Rats! rats! rats!
Oh, Truth and Justice, and Common-Sense
When will you drive this rat-tribe hence?
Bait 'em and beat 'em! hurry 'em! skurry 'em!
With satire and scorn and laughter flurry 'em!
In hole and corner and cranny to hide,
The Flunkey Rat, and the Rat of Pride,
Selfishness, Pedantry, Cant, and all that,
Till nobody hears of a single Rat!


["THE CREOWNIN' GLORY OF THE UNITED STATES."—Knickerbocker Magazine.]

My Hearers:—My text ain't in Worcester's Pictorial, nor Webster's big quarto; but it is in the columns of the Bunkum Flagstaff and Independent Echo—"Edication is the Creownin' Glory of the United'n States'n." Thar ain't a feller in all this great and glorious Republic but has studed readin', ritin', and 'rithmetic. Thar ain't a youngster so big that you couldn't drown him in a spit-box but what has read Shakspeare's gogerphy, and knows that all the world is a stage, with two poles instead of one like a common stage; and that it keeps goin' reound and reound on its own axis, not axin' nothin' o' nobody; for "Edication is the Creownin' Glory of the United'n States'n." Who was it that, durin' the great and glorious Revolution, by his eloquence quenched the spirit of Toryism? An American citizen. Who was it that knocked thunder out of the clouds, and took a streak o' greased lightnin' for a tail to his kite? An American citizen. Who was it that invented the powder that will kill a cockroach, if you put a little on its tail and then tread on it? Who was it that discovered the Fat Boy, and captured the wild and ferocious What Is It? An American citizen! Oh, it's a smashin' big thing to be an American citizen! King David would have been an American citizen, and the Queen of Sheba would have been naturalized, if it could a bin did; for "Edication is the Creownin' Glory of the United'n States'n." When you and I shall be no more; when this glorious Union shall have gone to etarnal smash; when Barnum shall have secured his last curiosity at a great expense; then will the historian dip his pen in a georgious bottle of blue-black ink, and write—"Edication was the Creownin' Glory of the United'n States'n."


[THREE FOOLS.—C. H. Spurgeon.]

I will show you three fools. One is yonder soldier, who has been wounded on the field of battle—grievously wounded, well-nigh unto death. The soldier asks him a question. Listen, and judge of his folly! What question does he ask? Does he raise his eyes with eager anxiety and inquire if the wound be mortal, if the practitioner's skill can suggest the means of healing, or if the remedies are within reach and the medicine at hand? No, nothing of the sort. Strange to tell, he asks: "Can you inform me with what sword I was wounded, and by what Russian I have been thus grievously mauled? I want," he adds, "to learn every minute particular respecting the origin of my wound." The man is delirious, his head is affected! Surely such questions at such a time are proof enough that he is bereft of his senses.
——
» GOAL OF THE EXERCISE
Reproduce the reading text above word for word, from "In hole and" to "a single Rat!".
——
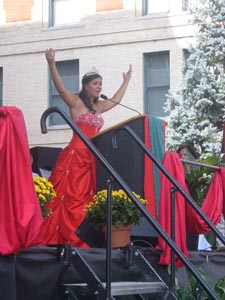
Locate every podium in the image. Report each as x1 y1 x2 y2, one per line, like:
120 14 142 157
92 115 157 244
92 115 145 197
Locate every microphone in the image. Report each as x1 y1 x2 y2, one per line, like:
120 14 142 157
100 94 142 115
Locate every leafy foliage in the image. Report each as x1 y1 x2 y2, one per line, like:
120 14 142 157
85 190 147 230
165 0 225 157
176 268 225 300
33 177 56 218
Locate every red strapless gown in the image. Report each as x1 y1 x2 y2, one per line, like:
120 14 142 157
43 113 104 247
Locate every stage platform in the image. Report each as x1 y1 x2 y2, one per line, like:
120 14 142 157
0 246 225 300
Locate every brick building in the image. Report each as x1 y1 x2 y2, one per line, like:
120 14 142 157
0 0 194 146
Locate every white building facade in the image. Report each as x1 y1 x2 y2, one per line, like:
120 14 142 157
0 0 195 147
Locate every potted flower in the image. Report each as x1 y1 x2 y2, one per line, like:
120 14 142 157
33 177 56 218
85 190 147 247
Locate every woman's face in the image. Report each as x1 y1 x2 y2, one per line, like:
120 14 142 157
85 77 102 99
179 148 188 160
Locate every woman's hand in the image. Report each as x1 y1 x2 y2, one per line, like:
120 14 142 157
45 48 55 65
123 65 132 81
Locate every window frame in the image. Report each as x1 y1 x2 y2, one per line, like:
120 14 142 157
142 0 170 16
144 51 170 118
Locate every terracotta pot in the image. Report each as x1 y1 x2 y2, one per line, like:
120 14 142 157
103 224 131 248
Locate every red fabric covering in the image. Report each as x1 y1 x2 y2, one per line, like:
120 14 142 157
185 167 225 234
157 152 188 267
144 115 156 218
157 152 225 267
0 107 43 255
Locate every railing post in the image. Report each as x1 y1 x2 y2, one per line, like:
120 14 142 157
106 178 113 300
170 187 177 292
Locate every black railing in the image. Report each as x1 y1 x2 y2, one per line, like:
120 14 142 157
41 107 225 300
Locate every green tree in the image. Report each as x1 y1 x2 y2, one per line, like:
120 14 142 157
165 0 225 156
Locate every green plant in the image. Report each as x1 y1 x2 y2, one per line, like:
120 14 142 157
175 268 225 300
85 190 147 230
184 156 220 206
33 177 56 218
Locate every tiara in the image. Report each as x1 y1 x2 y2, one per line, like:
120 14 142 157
84 67 99 77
——
» OUTPUT OF THE TASK
In hole and corner and cranny to hide,
The Flunkey Rat, and the Rat of Pride,
Selfishness, Pedantry, Cant, and all that,
Till nobody hears of a single Rat!